■ **Activity**:
Taking the listing below, restate word for word each line from the line with "[[212, 208], [72, 358], [449, 72]]" to the line with "[[20, 121], [84, 60], [33, 347]]", ends included, and stop there.
** Extracted entries follows **
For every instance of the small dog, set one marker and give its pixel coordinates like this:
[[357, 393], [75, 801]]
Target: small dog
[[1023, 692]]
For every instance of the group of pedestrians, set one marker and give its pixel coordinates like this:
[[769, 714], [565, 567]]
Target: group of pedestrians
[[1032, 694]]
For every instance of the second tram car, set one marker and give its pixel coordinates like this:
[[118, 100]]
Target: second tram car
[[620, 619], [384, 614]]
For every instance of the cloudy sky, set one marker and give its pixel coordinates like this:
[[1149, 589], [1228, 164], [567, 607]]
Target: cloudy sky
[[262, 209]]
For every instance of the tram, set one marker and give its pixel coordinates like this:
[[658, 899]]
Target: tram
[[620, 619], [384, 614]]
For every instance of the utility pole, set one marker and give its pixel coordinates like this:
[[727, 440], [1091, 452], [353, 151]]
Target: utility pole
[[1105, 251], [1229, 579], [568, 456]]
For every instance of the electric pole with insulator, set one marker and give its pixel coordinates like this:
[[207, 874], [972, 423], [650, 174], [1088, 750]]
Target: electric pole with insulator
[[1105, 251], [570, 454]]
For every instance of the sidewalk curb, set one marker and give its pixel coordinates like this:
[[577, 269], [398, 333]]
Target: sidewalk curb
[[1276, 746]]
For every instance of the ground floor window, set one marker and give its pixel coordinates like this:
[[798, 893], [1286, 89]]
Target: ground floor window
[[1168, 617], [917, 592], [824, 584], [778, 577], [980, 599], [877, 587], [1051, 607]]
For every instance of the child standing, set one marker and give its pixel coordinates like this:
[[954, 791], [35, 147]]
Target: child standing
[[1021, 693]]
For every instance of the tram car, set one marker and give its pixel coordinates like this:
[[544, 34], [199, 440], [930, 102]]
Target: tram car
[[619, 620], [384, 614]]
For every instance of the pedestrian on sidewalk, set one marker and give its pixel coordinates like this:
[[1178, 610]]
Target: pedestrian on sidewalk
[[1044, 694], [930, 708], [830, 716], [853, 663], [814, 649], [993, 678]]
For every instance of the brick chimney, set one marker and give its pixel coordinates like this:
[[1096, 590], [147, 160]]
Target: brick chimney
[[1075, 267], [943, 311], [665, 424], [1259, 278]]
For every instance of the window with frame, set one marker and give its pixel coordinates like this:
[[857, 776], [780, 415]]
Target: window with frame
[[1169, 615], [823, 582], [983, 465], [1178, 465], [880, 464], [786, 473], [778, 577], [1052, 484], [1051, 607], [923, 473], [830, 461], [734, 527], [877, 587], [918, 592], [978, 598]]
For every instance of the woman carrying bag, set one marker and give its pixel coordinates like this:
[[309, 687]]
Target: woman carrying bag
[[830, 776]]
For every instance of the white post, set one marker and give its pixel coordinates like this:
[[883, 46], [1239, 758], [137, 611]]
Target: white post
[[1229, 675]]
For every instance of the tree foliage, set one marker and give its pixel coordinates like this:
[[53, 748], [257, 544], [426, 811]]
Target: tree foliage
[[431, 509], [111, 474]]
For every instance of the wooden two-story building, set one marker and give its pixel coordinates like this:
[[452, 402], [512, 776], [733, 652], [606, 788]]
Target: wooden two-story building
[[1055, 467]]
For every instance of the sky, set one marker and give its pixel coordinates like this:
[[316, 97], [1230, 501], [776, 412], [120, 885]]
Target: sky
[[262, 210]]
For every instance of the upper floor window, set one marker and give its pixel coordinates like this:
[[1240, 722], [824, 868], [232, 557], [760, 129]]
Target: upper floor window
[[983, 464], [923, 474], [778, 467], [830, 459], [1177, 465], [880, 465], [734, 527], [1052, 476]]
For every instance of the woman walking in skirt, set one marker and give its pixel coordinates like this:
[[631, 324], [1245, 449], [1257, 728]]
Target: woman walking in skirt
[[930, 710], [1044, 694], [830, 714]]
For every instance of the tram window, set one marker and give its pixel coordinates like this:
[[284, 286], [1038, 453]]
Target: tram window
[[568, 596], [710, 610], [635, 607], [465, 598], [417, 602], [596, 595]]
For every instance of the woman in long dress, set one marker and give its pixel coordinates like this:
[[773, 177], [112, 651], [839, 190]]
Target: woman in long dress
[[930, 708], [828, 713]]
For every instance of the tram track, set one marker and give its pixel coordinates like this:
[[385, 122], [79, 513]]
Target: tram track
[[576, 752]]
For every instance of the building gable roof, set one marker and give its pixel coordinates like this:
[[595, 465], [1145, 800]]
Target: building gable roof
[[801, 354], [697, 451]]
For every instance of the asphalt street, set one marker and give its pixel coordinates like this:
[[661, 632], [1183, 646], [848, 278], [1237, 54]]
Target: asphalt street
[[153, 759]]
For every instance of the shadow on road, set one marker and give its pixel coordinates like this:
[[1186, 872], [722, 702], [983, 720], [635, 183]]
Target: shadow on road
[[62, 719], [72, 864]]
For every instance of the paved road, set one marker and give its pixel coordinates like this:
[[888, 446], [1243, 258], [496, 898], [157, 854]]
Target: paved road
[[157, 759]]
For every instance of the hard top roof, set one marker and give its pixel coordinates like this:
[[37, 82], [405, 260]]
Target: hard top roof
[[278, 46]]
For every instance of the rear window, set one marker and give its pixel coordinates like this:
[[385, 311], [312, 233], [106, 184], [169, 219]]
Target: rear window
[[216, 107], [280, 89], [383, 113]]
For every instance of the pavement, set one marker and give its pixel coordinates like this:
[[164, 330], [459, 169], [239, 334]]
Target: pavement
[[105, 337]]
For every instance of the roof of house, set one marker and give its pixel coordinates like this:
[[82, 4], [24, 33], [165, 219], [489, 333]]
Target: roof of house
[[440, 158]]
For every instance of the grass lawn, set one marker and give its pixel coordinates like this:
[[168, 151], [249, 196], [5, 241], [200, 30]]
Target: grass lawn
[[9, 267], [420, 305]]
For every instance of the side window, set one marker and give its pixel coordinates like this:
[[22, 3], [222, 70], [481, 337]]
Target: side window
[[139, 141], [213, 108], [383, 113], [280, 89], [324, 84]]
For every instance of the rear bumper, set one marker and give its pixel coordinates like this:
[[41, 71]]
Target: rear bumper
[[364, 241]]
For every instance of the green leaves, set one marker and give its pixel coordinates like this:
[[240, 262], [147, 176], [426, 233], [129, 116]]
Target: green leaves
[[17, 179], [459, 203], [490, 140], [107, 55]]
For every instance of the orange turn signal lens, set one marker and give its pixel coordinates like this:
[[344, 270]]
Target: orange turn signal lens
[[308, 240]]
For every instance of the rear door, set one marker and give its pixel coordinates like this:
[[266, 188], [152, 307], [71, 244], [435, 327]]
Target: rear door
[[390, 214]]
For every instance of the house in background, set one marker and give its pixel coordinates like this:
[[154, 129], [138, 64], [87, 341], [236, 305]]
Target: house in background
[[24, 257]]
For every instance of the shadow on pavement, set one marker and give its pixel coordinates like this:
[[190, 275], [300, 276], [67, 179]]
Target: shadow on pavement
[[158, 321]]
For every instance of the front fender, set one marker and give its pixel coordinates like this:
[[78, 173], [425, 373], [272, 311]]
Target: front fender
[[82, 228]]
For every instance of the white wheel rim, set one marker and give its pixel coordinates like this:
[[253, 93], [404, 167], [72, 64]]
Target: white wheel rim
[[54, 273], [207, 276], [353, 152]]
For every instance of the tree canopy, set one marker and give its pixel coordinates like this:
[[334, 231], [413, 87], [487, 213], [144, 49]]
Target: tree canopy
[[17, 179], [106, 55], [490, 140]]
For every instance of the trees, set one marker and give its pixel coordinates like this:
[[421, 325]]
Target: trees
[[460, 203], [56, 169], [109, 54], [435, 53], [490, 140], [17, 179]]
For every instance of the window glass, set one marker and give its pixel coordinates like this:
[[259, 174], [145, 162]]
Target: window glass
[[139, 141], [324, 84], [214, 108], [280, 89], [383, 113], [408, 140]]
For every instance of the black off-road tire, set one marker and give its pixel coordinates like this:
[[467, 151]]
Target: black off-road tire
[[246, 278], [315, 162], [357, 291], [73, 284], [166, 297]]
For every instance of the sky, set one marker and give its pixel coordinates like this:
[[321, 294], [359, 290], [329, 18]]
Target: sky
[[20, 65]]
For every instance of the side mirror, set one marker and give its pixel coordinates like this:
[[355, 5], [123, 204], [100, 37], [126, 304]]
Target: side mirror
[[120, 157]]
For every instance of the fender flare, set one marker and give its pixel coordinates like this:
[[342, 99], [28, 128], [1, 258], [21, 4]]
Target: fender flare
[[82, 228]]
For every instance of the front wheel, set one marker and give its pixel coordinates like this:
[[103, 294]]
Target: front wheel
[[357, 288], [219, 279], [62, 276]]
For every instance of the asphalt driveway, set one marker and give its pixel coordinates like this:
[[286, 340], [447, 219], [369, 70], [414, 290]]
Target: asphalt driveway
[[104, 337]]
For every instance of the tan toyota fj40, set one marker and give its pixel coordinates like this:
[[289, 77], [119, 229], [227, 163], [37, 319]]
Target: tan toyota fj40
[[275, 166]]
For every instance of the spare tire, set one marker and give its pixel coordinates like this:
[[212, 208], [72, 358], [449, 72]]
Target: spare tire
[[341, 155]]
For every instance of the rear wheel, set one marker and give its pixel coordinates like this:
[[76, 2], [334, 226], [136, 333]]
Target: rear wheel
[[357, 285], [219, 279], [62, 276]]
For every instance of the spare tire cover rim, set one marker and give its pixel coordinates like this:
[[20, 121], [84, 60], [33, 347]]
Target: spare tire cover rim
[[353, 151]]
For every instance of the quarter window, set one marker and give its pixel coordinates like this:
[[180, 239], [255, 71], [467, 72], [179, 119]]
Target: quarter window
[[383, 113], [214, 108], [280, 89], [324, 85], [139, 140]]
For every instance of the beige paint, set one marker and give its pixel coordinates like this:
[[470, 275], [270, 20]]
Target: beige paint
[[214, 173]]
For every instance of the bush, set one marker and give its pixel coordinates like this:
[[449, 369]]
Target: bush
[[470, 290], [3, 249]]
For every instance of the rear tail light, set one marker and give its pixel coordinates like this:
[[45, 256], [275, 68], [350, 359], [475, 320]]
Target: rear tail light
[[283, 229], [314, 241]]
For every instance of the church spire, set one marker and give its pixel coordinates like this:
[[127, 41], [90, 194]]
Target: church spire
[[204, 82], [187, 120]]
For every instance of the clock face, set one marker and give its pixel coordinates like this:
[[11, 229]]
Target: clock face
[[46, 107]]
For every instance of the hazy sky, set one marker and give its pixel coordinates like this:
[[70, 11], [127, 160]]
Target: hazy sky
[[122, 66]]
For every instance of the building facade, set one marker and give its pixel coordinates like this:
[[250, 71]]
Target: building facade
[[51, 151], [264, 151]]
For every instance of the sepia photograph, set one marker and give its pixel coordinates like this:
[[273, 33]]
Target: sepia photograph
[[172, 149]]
** End of Extracted entries **
■ **Written answer**:
[[212, 208], [72, 358], [449, 72]]
Target: spare tire
[[341, 155]]
For every instance of the rear wheel, set one marker and give its pixel coordinates like this:
[[76, 2], [334, 226], [136, 333]]
Target: rear wheel
[[357, 285], [219, 279], [62, 276]]
For every instance of the spare tire cover rim, set one marker and give its pixel coordinates like this:
[[20, 121], [84, 60], [33, 347]]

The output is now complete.